Task brief
Each record must be printed again exactly as it appears.

Data for the task
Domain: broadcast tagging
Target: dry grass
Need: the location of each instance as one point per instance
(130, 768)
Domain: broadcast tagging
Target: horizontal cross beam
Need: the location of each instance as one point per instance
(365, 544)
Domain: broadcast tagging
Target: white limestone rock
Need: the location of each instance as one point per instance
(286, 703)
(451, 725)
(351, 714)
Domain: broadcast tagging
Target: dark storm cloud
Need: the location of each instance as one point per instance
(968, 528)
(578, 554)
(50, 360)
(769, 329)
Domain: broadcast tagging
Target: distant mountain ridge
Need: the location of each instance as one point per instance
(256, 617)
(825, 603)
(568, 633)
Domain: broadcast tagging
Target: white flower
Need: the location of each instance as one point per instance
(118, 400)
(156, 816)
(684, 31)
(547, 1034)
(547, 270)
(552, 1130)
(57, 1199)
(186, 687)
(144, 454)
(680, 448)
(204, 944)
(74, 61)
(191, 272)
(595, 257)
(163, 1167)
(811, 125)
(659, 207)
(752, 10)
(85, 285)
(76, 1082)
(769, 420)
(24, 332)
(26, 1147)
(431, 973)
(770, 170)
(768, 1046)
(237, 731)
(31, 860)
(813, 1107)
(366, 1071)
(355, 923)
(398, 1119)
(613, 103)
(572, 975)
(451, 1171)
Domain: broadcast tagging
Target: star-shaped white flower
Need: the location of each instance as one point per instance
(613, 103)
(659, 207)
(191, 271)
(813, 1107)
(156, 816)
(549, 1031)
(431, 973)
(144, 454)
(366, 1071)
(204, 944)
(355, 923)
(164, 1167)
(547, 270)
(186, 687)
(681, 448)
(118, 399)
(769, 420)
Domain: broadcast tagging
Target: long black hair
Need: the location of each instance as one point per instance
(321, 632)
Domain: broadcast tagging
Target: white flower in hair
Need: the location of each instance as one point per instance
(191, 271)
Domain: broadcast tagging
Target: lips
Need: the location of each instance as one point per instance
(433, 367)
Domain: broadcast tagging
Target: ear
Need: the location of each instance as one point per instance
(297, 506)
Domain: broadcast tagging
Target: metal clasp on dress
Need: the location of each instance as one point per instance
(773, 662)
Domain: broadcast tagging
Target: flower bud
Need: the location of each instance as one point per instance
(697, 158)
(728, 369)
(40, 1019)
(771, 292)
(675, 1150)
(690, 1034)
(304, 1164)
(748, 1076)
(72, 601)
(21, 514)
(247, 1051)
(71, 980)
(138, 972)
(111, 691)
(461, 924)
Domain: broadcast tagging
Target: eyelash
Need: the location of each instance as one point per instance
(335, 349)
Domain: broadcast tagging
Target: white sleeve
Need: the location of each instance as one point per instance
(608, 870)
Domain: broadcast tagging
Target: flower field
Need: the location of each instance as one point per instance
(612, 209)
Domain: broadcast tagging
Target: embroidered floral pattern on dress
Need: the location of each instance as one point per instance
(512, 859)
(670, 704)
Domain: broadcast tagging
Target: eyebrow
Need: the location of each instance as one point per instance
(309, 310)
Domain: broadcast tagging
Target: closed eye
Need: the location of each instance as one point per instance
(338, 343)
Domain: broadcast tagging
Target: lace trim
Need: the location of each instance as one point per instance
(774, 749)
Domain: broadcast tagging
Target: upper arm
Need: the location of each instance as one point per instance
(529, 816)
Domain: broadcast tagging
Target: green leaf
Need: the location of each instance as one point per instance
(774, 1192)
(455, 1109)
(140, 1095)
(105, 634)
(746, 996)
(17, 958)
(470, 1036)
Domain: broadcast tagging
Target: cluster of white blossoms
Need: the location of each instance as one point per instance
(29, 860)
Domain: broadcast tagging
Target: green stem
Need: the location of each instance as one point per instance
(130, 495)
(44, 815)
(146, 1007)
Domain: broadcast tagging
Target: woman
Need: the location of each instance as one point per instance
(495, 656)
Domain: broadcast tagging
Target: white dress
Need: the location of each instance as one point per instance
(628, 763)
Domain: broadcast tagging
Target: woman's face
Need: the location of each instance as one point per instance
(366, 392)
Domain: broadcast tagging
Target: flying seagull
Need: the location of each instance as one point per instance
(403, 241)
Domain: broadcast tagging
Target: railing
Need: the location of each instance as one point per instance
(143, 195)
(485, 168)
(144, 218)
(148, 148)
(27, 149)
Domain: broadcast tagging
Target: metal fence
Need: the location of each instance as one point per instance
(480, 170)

Response for this exercise
Domain: broadcast tagging
Target: dry grass
Need: the location of each instance as one point per instance
(130, 768)
Domain: broadcast tagging
Target: horizontal cross beam
Need: the location of each instance as one point per instance
(365, 544)
Domain: broadcast tagging
Target: white limestone rock
Need: the location of each instance as one point per instance
(286, 703)
(451, 725)
(351, 714)
Domain: broadcast tagging
Target: dark storm cloud
Need: the location of each instance as one point per instance
(968, 528)
(578, 554)
(50, 360)
(769, 329)
Domain: broadcast tagging
Target: distant mountain ridge
Need: the location of each instance as one point per instance
(256, 617)
(825, 603)
(568, 633)
Domain: broadcast tagging
Target: white flower
Need: the location of each instance as one point per instance
(118, 400)
(156, 816)
(684, 31)
(547, 1034)
(547, 270)
(552, 1130)
(57, 1199)
(186, 687)
(144, 454)
(680, 448)
(204, 944)
(74, 61)
(191, 272)
(595, 257)
(163, 1167)
(811, 125)
(659, 207)
(752, 10)
(85, 285)
(76, 1082)
(769, 420)
(24, 332)
(26, 1147)
(431, 973)
(770, 170)
(768, 1046)
(237, 731)
(31, 860)
(813, 1107)
(366, 1071)
(355, 923)
(398, 1119)
(613, 103)
(572, 975)
(451, 1171)
Domain: broadcast tagging
Target: star-shaped white flower
Need: the location of each instance as one point per instance
(613, 103)
(659, 207)
(191, 271)
(813, 1107)
(156, 816)
(549, 1031)
(431, 973)
(144, 454)
(366, 1071)
(204, 944)
(355, 923)
(164, 1167)
(547, 270)
(186, 687)
(681, 448)
(118, 399)
(769, 420)
Domain: broadcast tagging
Target: long black hair
Need: the location of each instance as one point per instance
(321, 632)
Domain: broadcast tagging
Target: white flower in hair
Need: the location of each instance as one point per instance
(191, 271)
Domain: broadcast tagging
Target: lips
Need: the location of each instance as one point per instance
(433, 367)
Domain: broadcast tagging
Target: ear
Need: the location of each instance as one point per instance
(297, 506)
Domain: broadcast tagging
Target: metal clasp on dress
Need: the location of each instance as one point per instance
(773, 662)
Domain: broadcast tagging
Target: flower bud
Need: the location of each instance as one point per instance
(697, 158)
(728, 369)
(40, 1019)
(771, 292)
(675, 1150)
(690, 1034)
(304, 1164)
(748, 1076)
(72, 601)
(21, 514)
(247, 1051)
(71, 980)
(138, 972)
(111, 691)
(461, 924)
Domain: broadcast tagging
Target: eyelash
Need: the location of each instance as one point per instance
(335, 349)
Domain: broadcast tagging
Target: white sleeve
Need: the location of each instance as one point per instance
(608, 870)
Domain: broadcast tagging
Target: flower field
Need: the location of each instance as one point per instance
(612, 209)
Domain: broadcast tagging
Target: embroidered floral pattern on dress
Need: the location of each instance as one point per instance
(512, 859)
(670, 704)
Domain: broadcast tagging
Target: eyebrow
Need: the location of each instance as one point per instance
(309, 310)
Domain: broadcast tagging
Target: closed eye
Need: the location of each instance as one point per instance
(338, 343)
Domain: broadcast tagging
Target: lace trim
Need: the location of each instance as one point per instance
(774, 749)
Domain: broadcast tagging
Target: upper arm
Need: the location of each instance as one point per instance
(529, 816)
Domain: broadcast tagging
Target: green leaf
Need: the location of each instance as one point per instance
(774, 1192)
(455, 1109)
(140, 1095)
(105, 634)
(746, 996)
(17, 958)
(470, 1036)
Domain: broadcast tagging
Target: cluster of white blossoms
Need: the location of each instance as one point per instance
(29, 860)
Domain: broadcast tagging
Target: green stem
Need: the location of each instance as one point per instance
(130, 495)
(44, 815)
(146, 1007)
Domain: broadcast tagging
Target: woman
Need: the location of each instance as one point per instance
(495, 656)
Domain: broadcast tagging
Target: white dress
Need: the location of each instance as one point per instance
(628, 763)
Domain: broadcast tagging
Target: woman's face
Need: the location of each instance as one point per instance
(366, 392)
Domain: broadcast tagging
Target: flying seagull
Need: the location of each instance as one point per instance
(403, 241)
Domain: broadcast tagging
Target: railing
Need: the location of each instance as one point per instance
(143, 195)
(485, 168)
(144, 218)
(148, 148)
(27, 149)
Domain: broadcast tagging
Target: metal fence
Need: the location of each instance as one point per instance
(480, 170)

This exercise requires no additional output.